• **Problem description**
Every entry below is to be copied exactly, with nothing left out.

----

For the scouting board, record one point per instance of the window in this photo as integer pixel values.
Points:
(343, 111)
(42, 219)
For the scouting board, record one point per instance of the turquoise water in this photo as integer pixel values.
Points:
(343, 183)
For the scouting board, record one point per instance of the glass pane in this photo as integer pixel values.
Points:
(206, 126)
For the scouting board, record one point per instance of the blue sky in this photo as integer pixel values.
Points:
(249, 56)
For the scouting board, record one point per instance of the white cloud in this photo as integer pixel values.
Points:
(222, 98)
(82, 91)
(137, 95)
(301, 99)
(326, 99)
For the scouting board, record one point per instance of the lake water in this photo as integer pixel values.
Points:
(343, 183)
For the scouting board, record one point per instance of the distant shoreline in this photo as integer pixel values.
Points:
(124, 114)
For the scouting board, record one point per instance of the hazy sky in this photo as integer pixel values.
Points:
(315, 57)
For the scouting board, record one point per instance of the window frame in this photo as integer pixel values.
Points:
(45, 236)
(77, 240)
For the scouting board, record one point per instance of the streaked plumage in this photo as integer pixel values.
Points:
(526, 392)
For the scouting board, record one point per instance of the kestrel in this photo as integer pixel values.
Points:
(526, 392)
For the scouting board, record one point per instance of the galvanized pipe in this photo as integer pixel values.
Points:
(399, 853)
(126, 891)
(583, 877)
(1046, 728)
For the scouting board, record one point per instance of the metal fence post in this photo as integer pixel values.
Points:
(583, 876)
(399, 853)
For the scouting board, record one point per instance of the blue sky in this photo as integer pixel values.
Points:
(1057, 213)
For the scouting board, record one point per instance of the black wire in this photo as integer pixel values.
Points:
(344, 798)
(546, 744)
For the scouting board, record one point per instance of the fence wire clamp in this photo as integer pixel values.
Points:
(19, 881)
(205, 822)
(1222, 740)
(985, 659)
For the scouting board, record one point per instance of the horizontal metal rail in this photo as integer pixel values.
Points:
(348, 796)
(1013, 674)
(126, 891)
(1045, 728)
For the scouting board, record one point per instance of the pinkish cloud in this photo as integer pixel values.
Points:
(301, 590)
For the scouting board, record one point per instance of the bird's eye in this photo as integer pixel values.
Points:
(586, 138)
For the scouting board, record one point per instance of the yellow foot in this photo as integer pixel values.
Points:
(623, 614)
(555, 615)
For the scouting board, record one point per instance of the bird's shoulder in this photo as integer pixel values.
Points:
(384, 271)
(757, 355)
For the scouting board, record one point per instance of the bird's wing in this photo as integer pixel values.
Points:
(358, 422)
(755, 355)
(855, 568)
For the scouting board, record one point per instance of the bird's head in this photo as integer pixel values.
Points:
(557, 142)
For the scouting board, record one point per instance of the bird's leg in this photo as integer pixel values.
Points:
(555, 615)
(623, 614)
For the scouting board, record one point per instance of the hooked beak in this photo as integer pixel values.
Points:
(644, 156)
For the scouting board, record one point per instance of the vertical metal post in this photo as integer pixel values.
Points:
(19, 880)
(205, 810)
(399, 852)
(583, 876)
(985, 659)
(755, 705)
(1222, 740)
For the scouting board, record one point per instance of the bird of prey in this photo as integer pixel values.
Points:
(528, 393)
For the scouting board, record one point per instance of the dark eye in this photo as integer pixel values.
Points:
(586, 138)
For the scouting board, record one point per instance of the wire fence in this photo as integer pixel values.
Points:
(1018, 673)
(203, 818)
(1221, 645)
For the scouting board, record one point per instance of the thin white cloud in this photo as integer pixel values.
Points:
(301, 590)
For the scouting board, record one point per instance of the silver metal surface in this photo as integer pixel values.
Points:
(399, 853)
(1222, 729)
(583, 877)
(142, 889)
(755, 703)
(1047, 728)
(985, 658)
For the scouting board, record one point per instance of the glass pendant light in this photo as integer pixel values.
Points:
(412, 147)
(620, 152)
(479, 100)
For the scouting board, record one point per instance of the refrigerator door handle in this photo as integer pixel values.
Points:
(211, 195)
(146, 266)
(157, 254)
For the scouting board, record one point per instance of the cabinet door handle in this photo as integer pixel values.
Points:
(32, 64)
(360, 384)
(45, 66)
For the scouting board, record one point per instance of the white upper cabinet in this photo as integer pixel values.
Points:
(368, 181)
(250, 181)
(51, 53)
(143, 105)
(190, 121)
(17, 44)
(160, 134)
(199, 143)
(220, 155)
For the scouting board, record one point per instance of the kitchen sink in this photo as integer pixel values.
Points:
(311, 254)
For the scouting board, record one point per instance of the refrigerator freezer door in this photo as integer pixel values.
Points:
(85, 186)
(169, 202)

----

• **Response area**
For the scouting board, record one point per instance of the window in this photo as integer pixel values.
Points:
(343, 111)
(42, 219)
For the scouting board, record one point per instance of the turquoise water in this photo as integer pixel values.
Points:
(343, 183)
For the scouting board, record one point per instance of the glass pane in this photo as integer pixel values.
Points:
(206, 126)
For the scouting board, record one point per instance of the blue sky in this photo as integer pixel values.
Points:
(249, 56)
For the scouting board, record one point per instance of the white cloud in this photo as integer pixel values.
Points:
(222, 98)
(82, 91)
(137, 95)
(301, 99)
(326, 99)
For the scouting board, record one point per instance of the lake water in this photo as integer pixel values.
Points:
(343, 183)
For the scouting board, record one point per instance of the distant shoreline in this photo as integer pixel values.
Points:
(124, 114)
For the scouting board, record one point per instance of the hazy sky in this photo as integer pixel values.
Points:
(315, 57)
For the scouting board, record one point per instance of the window frame in this photo as integer pixel values.
Points:
(45, 236)
(77, 240)
For the scouting board, record one point per instance of the streaked plumage in this photo as integer pixel values.
Points:
(526, 392)
For the scouting board, record one point per instance of the kestrel in this photo as integer pixel values.
Points:
(526, 392)
For the scouting board, record one point per instance of the galvanized pipe in this photo as integer pixel values.
Points:
(399, 853)
(126, 891)
(583, 877)
(1046, 728)
For the scouting board, record one point per instance of the metal fence post in this photo as integer pixel values.
Points:
(583, 876)
(399, 853)
For the scouting board, record one point per instance of the blue sky in this photo as integer pixel values.
Points:
(1057, 213)
For the scouting board, record one point per instance of the black wire in this photo as integer pixel values.
Points:
(344, 798)
(546, 744)
For the scouting board, record one point per instance of the fence wire clamp in this photo as integer pixel values.
Points:
(19, 881)
(205, 822)
(1222, 740)
(985, 659)
For the scouting board, record one point per instance of the horizontal metal rail in this photo as integer pixel values.
Points:
(348, 796)
(1013, 674)
(126, 891)
(1045, 728)
For the scouting board, record one point per instance of the pinkish cloud in this photo as integer pixel values.
Points:
(301, 590)
For the scouting board, record one point per instance of the bird's eye in this photo as integer pixel values.
Points:
(586, 138)
For the scouting board, record one point per instance of the yellow foot in this photo as integer pixel values.
Points:
(623, 614)
(555, 615)
For the scouting board, record one point per instance of the bird's shoulder in this photo as integer pixel values.
Points:
(384, 271)
(757, 355)
For the scouting board, record one point per instance of the bird's wing in this photo as integer pixel values.
Points:
(358, 422)
(755, 355)
(855, 568)
For the scouting board, record one point per instance of the bird's head in this photo as integer pixel values.
Points:
(557, 142)
For the scouting board, record one point per instance of the bird's leg in this photo as integer pixel values.
Points:
(555, 615)
(623, 614)
For the scouting board, record one point per instance of the hooked beak in this photo as integer pixel values.
Points:
(644, 156)
For the scouting board, record one point per instance of the vertical metal post in this photo as integer pixel values.
Points:
(19, 880)
(205, 810)
(399, 852)
(583, 876)
(985, 659)
(755, 705)
(1222, 740)
For the scouting board, record one point per instance of the bird of prey in this photo as integer pixel values.
Points:
(528, 393)
For the scouting board, record one point per instance of the dark eye in this photo as integer pixel values.
Points:
(586, 138)
For the scouting board, record one point per instance of the wire fence in this photo as integer pixel values.
Points:
(1018, 673)
(203, 818)
(1221, 645)
For the scouting board, record one point per instance of the thin white cloud in this photo as integer pixel values.
Points:
(301, 590)
For the scouting board, record one point per instance of the silver metal surface in this photo as integer pixel values.
Points:
(399, 853)
(1222, 729)
(583, 877)
(142, 889)
(755, 703)
(1047, 728)
(985, 658)
For the scouting board, record one point per instance of the glass pendant light in this photo as integer pixel values.
Points:
(412, 147)
(620, 152)
(479, 100)
For the scouting board, record one point per instance of the refrigerator door handle in this photo as integer pixel values.
Points:
(211, 195)
(146, 266)
(157, 254)
For the scouting board, record one point per instance of the cabinet door handle in this photo as integer pixel values.
Points:
(32, 64)
(360, 384)
(45, 66)
For the scouting board, record one point per instance of the white upper cabinet in this photo as integer pixel values.
Points:
(368, 181)
(250, 181)
(51, 53)
(143, 105)
(190, 121)
(17, 44)
(160, 134)
(199, 143)
(220, 155)
For the scouting board, record one point per instance of the kitchen sink in this photo as integer pixel values.
Points:
(311, 254)
For the scouting board, record one point per instance of the refrigerator freezer door in this photo as integer pixel values.
Points:
(85, 186)
(169, 202)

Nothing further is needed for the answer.